__STATED EXERCISE__
Rewrite all of the records below, replacing every "ice cream" with "gelato" and changing nothing else, and leave out the pictures.

__LISTED RECORDS__
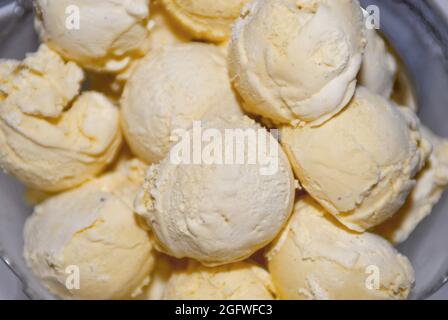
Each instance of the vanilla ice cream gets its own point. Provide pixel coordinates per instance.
(238, 281)
(431, 182)
(102, 35)
(379, 67)
(164, 31)
(214, 212)
(91, 232)
(169, 89)
(49, 141)
(205, 19)
(158, 280)
(361, 164)
(297, 61)
(317, 258)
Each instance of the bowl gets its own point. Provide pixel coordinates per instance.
(416, 30)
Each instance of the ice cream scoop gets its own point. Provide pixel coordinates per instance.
(226, 205)
(297, 61)
(204, 19)
(101, 35)
(87, 243)
(315, 257)
(164, 30)
(361, 164)
(158, 280)
(379, 67)
(431, 182)
(169, 89)
(238, 281)
(49, 141)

__RESULT FOR THIS EXERCISE__
Each instance of the vanilla gelato gets its own point. Provide pixel coordinates per instance.
(238, 281)
(431, 182)
(102, 35)
(379, 67)
(164, 31)
(214, 212)
(91, 232)
(169, 89)
(49, 141)
(205, 19)
(158, 280)
(361, 164)
(297, 61)
(317, 258)
Each instance of the bowl gets its own point. Provide pixel coordinates per instance.
(416, 30)
Each instance of the gelato scoop gets its own point. Provide pixel coordinates per instance.
(226, 205)
(297, 61)
(204, 19)
(101, 35)
(87, 243)
(315, 257)
(164, 30)
(361, 164)
(158, 280)
(379, 67)
(431, 182)
(169, 89)
(238, 281)
(49, 141)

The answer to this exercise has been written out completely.